> [Data supplied]
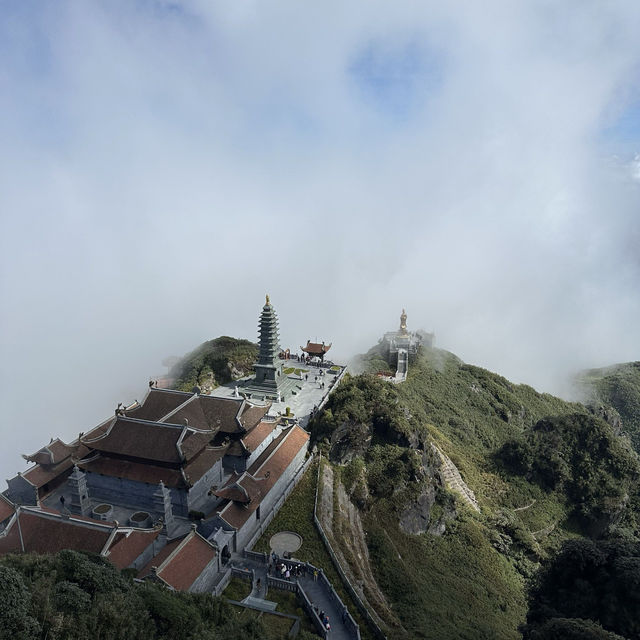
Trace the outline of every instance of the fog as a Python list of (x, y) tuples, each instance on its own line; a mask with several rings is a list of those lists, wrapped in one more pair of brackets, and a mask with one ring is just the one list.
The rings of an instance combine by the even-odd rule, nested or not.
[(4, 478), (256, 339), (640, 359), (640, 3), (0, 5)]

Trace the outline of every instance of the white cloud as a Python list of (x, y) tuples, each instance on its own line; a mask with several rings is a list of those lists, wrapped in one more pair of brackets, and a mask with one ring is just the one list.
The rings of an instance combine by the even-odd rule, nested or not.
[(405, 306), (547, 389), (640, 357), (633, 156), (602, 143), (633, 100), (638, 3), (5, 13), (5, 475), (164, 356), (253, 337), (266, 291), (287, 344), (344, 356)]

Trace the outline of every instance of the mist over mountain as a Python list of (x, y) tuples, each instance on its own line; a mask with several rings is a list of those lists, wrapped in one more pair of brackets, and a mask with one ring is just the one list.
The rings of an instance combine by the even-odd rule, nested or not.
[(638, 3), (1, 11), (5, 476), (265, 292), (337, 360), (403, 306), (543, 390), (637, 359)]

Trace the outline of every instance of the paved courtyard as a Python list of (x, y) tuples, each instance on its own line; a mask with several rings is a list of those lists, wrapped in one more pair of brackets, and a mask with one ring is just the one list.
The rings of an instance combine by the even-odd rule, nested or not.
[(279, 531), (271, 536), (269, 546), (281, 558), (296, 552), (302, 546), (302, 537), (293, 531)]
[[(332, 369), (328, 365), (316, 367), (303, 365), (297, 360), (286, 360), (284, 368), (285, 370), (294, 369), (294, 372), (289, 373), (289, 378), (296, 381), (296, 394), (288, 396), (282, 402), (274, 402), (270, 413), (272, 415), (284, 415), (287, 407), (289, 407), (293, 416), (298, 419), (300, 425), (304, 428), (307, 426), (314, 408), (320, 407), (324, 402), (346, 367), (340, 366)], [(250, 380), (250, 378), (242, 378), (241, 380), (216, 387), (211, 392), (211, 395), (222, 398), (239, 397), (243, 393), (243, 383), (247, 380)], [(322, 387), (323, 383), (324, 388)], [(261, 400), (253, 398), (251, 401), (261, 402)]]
==
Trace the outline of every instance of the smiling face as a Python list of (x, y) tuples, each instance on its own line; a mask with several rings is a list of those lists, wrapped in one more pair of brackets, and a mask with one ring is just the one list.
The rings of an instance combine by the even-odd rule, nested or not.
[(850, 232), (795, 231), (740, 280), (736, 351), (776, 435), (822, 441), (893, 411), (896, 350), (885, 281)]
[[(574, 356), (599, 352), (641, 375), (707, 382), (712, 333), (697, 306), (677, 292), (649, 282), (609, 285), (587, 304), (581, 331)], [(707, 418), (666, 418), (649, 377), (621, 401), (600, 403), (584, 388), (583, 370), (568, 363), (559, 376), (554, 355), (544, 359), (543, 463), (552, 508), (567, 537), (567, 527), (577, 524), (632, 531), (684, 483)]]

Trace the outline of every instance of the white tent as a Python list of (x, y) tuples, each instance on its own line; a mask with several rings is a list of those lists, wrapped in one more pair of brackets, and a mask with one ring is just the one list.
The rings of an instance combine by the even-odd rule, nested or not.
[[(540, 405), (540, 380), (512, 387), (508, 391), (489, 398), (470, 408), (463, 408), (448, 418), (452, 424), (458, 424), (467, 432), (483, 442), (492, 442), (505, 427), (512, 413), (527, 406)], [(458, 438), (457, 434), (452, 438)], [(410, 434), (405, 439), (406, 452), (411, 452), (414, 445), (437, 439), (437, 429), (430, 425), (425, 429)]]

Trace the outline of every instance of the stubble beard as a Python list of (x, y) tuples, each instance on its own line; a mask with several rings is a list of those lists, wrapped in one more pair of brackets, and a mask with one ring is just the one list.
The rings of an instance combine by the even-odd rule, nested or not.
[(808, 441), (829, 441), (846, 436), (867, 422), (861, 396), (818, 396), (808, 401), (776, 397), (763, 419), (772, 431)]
* * *
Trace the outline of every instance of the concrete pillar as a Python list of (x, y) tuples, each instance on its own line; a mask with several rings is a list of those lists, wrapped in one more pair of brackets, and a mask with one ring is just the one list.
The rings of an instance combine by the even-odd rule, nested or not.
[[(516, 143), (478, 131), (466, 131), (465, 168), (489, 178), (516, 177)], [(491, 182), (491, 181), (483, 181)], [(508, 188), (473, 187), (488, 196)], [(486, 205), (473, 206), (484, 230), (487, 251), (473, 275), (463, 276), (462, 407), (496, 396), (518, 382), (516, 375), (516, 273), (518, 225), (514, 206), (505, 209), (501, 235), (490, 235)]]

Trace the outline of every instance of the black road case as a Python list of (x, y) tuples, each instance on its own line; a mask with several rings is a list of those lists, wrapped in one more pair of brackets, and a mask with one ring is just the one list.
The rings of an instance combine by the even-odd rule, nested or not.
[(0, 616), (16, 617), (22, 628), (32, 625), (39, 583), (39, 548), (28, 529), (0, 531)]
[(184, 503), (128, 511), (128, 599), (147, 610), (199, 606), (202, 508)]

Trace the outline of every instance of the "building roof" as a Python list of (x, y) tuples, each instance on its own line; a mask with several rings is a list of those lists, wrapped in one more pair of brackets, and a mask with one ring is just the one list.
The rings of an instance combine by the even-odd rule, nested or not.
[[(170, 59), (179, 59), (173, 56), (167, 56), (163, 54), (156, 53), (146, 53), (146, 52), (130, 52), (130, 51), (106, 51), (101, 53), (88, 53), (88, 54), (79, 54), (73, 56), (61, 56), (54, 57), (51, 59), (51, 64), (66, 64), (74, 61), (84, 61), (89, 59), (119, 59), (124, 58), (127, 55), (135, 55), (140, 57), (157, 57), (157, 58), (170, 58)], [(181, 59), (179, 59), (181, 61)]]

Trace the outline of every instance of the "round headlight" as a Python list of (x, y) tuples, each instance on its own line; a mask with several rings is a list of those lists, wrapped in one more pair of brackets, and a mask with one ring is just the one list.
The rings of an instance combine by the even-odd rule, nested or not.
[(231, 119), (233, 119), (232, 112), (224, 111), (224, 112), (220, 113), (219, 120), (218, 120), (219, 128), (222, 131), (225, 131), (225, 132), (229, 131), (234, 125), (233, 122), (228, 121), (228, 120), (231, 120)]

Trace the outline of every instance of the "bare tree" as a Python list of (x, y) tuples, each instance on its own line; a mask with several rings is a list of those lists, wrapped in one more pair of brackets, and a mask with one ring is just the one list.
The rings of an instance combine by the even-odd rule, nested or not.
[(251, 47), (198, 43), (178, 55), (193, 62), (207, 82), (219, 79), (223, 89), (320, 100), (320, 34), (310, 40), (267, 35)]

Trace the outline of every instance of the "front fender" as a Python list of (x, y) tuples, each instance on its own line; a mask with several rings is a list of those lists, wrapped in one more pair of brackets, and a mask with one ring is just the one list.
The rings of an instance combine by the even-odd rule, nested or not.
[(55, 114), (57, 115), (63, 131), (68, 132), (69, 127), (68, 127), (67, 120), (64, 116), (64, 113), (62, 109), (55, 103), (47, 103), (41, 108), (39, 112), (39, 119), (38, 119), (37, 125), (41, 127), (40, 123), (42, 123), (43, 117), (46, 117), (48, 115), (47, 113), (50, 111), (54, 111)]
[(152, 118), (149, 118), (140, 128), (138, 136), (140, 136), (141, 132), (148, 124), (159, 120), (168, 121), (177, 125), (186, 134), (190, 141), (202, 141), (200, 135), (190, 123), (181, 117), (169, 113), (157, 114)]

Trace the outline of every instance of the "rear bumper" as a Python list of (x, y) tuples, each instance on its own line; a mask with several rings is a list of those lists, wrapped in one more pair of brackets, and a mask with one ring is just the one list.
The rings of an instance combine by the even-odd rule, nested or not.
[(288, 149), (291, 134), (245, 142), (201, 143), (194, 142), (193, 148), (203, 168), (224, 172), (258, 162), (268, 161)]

> [Action item]
Lines in the data that hold "white" must be located and copied.

> [Response]
Trace the outline of every instance of the white cloud as a Python list of (x, y) tuples, each instance on its own line; a mask with several rings is a list of those lists, wrapped in one more pair of brackets, and a mask with one ring is just the one list.
Trace the outline of every instance of the white tent as a Python list of (x, y) tuples, each instance on its own line; a mask with several rings is a list of those lists, wrapped in one more pair of brackets, and a mask with one ring is just the one list.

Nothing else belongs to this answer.